TRECHO FORNECIDO:

------------------------------------------------

Para se ter uma ideia, segundo os oficiais do Estado-Maior soviéticos, em caso de uma grande guerra europeia em 1927, bastariam os exércitos da Polônia e da Romênia, com o apoio material da Grã-Bretanha e da França, para destruir por completo o Exército Vermelho.

Só havia uma saída para a situação: era preciso construir uma nova indústria militar do zero. No entanto, a tecnologia e o desenvolvimento no Ocidente já estavam muito à frente. Enquanto na Rússia os vermelhos e os brancos matavam uns aos outros, os europeus conceitualizavam a experiência da Primeira Guerra Mundial, que marcou o início de uma nova era em assuntos militares. E ninguém desejava compartilhar esse know-how com os bolcheviques.

No final da década de 1920, a economia soviética já tinha se recuperado, e o governo conseguira angariar fundos para comprar grandes quantidades de equipamento militar no exterior. Quando, em 1929, a Europa e os Estados Unidos mergulharam nas profundezas da Grande Depressão, o ouro russo veio a calhar.


Arma diplomática

Nos primeiros anos de existência, a URSS não mantinha relações diplomáticas com muitos países do Ocidente e, por isso, teve que criar empresas privadas para iniciar as relações comerciais com o exterior. Na Inglaterra, por exemplo, a empresa Arkos operava desde 1920. Já nos EUA, as atividades comerciais em nome do governo soviético eram feitas pela empresa Amtorg.

------------------------------------------------

(Entradas de dados extraídas)
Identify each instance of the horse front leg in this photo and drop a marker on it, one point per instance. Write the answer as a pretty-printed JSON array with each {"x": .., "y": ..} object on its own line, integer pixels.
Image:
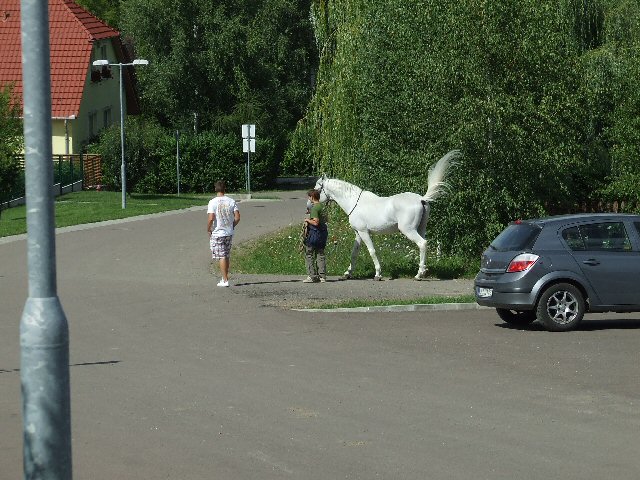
[
  {"x": 354, "y": 256},
  {"x": 372, "y": 251}
]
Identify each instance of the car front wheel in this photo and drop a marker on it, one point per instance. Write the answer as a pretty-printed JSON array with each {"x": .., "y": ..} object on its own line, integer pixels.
[
  {"x": 561, "y": 307},
  {"x": 517, "y": 318}
]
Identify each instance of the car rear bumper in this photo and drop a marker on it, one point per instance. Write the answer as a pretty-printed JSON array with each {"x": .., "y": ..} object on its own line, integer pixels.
[
  {"x": 511, "y": 301},
  {"x": 511, "y": 291}
]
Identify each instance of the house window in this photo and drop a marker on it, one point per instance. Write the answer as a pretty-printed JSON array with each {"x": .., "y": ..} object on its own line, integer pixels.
[
  {"x": 106, "y": 117},
  {"x": 93, "y": 124}
]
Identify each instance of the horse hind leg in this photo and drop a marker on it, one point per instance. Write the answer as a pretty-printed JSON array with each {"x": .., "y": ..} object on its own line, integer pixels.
[
  {"x": 421, "y": 242},
  {"x": 372, "y": 251},
  {"x": 354, "y": 256}
]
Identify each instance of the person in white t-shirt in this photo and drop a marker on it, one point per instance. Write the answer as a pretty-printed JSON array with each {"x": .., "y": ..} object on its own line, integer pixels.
[{"x": 223, "y": 216}]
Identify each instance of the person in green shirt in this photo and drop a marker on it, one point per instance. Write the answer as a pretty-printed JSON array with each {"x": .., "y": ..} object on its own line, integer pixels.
[{"x": 316, "y": 240}]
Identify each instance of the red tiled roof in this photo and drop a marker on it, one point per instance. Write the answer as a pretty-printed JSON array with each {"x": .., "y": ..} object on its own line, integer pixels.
[{"x": 72, "y": 31}]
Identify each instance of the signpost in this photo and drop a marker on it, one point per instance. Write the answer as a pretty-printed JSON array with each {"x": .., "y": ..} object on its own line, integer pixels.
[{"x": 248, "y": 146}]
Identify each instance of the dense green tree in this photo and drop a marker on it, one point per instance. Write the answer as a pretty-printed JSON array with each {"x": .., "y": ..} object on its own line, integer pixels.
[
  {"x": 11, "y": 141},
  {"x": 217, "y": 65},
  {"x": 538, "y": 94}
]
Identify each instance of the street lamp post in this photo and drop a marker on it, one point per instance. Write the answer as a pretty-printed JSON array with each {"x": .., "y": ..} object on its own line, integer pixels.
[{"x": 123, "y": 170}]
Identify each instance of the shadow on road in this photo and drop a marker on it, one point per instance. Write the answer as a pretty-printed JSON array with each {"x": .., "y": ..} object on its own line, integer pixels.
[{"x": 584, "y": 326}]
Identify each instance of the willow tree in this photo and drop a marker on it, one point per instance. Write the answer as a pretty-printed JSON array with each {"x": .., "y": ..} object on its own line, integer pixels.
[{"x": 506, "y": 81}]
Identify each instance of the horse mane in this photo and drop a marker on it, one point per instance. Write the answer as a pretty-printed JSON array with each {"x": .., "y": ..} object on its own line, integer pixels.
[{"x": 346, "y": 187}]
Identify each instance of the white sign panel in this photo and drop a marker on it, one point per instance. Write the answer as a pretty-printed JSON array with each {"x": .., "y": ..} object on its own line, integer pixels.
[
  {"x": 249, "y": 145},
  {"x": 248, "y": 131}
]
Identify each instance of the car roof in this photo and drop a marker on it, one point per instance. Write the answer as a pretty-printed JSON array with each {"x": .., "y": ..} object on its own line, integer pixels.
[{"x": 580, "y": 217}]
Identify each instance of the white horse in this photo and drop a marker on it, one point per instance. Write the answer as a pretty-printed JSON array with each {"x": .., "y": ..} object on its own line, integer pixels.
[{"x": 405, "y": 212}]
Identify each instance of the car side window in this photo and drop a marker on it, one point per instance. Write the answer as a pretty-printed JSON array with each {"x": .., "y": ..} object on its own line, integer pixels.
[
  {"x": 573, "y": 238},
  {"x": 607, "y": 236}
]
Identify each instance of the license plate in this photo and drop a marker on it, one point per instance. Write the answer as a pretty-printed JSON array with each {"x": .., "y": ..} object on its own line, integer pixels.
[{"x": 484, "y": 292}]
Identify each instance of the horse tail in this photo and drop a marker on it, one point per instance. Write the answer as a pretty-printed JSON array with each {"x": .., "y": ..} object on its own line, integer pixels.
[{"x": 437, "y": 173}]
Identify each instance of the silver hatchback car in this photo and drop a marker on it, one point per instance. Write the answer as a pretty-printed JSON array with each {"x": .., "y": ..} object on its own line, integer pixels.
[{"x": 556, "y": 269}]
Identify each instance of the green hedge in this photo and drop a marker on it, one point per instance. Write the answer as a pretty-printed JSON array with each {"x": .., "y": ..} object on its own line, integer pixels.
[{"x": 150, "y": 153}]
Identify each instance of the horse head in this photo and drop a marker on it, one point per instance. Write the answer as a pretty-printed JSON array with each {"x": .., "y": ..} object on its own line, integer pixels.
[{"x": 320, "y": 187}]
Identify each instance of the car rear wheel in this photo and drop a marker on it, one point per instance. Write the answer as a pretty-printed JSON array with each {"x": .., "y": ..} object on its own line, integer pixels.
[
  {"x": 561, "y": 307},
  {"x": 516, "y": 317}
]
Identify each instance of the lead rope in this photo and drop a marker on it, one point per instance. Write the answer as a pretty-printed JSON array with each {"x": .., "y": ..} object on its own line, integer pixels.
[{"x": 354, "y": 207}]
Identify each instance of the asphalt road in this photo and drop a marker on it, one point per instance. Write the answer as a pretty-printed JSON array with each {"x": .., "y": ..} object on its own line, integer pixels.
[{"x": 173, "y": 378}]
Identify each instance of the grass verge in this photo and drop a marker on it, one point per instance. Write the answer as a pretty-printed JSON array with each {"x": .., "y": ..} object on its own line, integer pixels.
[
  {"x": 92, "y": 206},
  {"x": 280, "y": 253},
  {"x": 433, "y": 300}
]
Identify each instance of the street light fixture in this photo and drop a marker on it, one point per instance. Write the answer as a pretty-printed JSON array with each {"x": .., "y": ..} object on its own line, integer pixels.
[{"x": 123, "y": 174}]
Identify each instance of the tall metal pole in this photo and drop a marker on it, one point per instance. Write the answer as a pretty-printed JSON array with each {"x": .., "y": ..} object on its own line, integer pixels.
[
  {"x": 44, "y": 334},
  {"x": 123, "y": 169},
  {"x": 178, "y": 159}
]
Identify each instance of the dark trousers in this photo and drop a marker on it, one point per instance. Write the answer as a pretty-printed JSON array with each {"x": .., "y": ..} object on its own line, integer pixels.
[{"x": 315, "y": 261}]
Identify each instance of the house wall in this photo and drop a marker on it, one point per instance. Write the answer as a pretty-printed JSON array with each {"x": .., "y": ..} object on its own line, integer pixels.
[
  {"x": 100, "y": 105},
  {"x": 59, "y": 132}
]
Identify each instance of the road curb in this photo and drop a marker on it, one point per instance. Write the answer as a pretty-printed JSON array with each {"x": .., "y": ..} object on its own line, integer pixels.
[{"x": 422, "y": 307}]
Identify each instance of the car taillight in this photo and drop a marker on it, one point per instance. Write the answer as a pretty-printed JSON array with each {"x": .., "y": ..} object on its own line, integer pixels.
[{"x": 522, "y": 262}]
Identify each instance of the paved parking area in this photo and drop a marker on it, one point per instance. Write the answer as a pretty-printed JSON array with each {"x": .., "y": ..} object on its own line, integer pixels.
[{"x": 174, "y": 378}]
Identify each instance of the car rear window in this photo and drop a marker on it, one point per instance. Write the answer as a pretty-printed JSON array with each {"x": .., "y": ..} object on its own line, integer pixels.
[
  {"x": 517, "y": 236},
  {"x": 605, "y": 236}
]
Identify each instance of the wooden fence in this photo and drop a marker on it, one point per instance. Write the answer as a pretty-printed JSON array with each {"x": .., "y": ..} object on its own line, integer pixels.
[{"x": 70, "y": 173}]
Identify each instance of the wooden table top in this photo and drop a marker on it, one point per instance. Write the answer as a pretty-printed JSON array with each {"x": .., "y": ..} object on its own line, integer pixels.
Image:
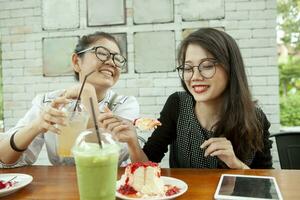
[{"x": 59, "y": 182}]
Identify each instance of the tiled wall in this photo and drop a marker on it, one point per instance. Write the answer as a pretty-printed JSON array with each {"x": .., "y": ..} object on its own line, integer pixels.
[{"x": 37, "y": 37}]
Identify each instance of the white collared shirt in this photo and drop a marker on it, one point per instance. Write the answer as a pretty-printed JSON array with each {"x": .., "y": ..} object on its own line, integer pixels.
[{"x": 124, "y": 106}]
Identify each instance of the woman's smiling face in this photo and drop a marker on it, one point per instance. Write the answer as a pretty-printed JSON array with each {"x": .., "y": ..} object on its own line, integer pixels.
[
  {"x": 106, "y": 73},
  {"x": 203, "y": 89}
]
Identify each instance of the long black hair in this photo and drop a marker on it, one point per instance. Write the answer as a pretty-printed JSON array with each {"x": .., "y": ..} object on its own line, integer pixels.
[{"x": 238, "y": 120}]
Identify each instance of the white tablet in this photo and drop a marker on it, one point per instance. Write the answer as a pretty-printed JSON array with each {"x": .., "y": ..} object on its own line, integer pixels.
[{"x": 233, "y": 186}]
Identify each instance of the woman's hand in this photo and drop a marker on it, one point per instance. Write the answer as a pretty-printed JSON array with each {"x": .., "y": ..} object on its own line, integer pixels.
[
  {"x": 51, "y": 115},
  {"x": 122, "y": 129},
  {"x": 222, "y": 148}
]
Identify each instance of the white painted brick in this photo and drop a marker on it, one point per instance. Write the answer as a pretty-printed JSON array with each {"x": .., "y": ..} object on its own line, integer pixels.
[
  {"x": 270, "y": 109},
  {"x": 13, "y": 88},
  {"x": 245, "y": 24},
  {"x": 271, "y": 23},
  {"x": 246, "y": 53},
  {"x": 21, "y": 12},
  {"x": 10, "y": 55},
  {"x": 259, "y": 52},
  {"x": 271, "y": 4},
  {"x": 13, "y": 72},
  {"x": 139, "y": 82},
  {"x": 4, "y": 14},
  {"x": 23, "y": 46},
  {"x": 7, "y": 113},
  {"x": 22, "y": 96},
  {"x": 33, "y": 54},
  {"x": 6, "y": 47},
  {"x": 256, "y": 61},
  {"x": 13, "y": 38},
  {"x": 19, "y": 113},
  {"x": 231, "y": 24},
  {"x": 240, "y": 34},
  {"x": 256, "y": 5},
  {"x": 7, "y": 97},
  {"x": 146, "y": 101},
  {"x": 237, "y": 15},
  {"x": 151, "y": 109},
  {"x": 37, "y": 88},
  {"x": 12, "y": 22},
  {"x": 264, "y": 71},
  {"x": 258, "y": 80},
  {"x": 161, "y": 100},
  {"x": 33, "y": 62},
  {"x": 4, "y": 31},
  {"x": 264, "y": 33},
  {"x": 128, "y": 91},
  {"x": 171, "y": 90},
  {"x": 173, "y": 82},
  {"x": 37, "y": 11},
  {"x": 246, "y": 43},
  {"x": 230, "y": 6},
  {"x": 262, "y": 14},
  {"x": 151, "y": 91}
]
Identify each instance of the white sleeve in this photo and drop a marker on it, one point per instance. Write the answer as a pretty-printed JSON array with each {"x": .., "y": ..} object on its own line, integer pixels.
[
  {"x": 129, "y": 109},
  {"x": 30, "y": 155}
]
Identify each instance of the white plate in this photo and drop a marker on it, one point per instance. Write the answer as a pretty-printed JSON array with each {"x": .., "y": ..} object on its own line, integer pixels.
[
  {"x": 167, "y": 181},
  {"x": 21, "y": 181}
]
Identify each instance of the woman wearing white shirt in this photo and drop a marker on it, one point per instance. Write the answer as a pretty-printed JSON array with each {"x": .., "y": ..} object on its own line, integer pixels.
[{"x": 98, "y": 52}]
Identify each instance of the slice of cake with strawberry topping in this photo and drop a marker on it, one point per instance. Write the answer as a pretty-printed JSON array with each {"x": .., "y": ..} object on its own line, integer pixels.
[{"x": 142, "y": 178}]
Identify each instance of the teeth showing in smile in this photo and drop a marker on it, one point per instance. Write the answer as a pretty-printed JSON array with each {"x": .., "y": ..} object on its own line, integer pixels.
[
  {"x": 107, "y": 73},
  {"x": 200, "y": 88}
]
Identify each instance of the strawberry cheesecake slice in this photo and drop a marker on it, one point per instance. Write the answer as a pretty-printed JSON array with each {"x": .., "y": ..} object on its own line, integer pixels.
[{"x": 142, "y": 179}]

------------------------------------------------

EXPERIMENTE: Liste os países que, segundo os oficiais do Estado-Maior soviéticos citados no trecho sobre a indústria militar soviética, bastariam para destruir por completo o Exército Vermelho numa grande guerra europeia em 1927. Indique também o papel atribuído a cada um.

SOLUÇÃO DA TAREFA:
- Polônia: com seu exército
- Romênia: com seu exército
- Grã-Bretanha: com apoio material
- França: com apoio material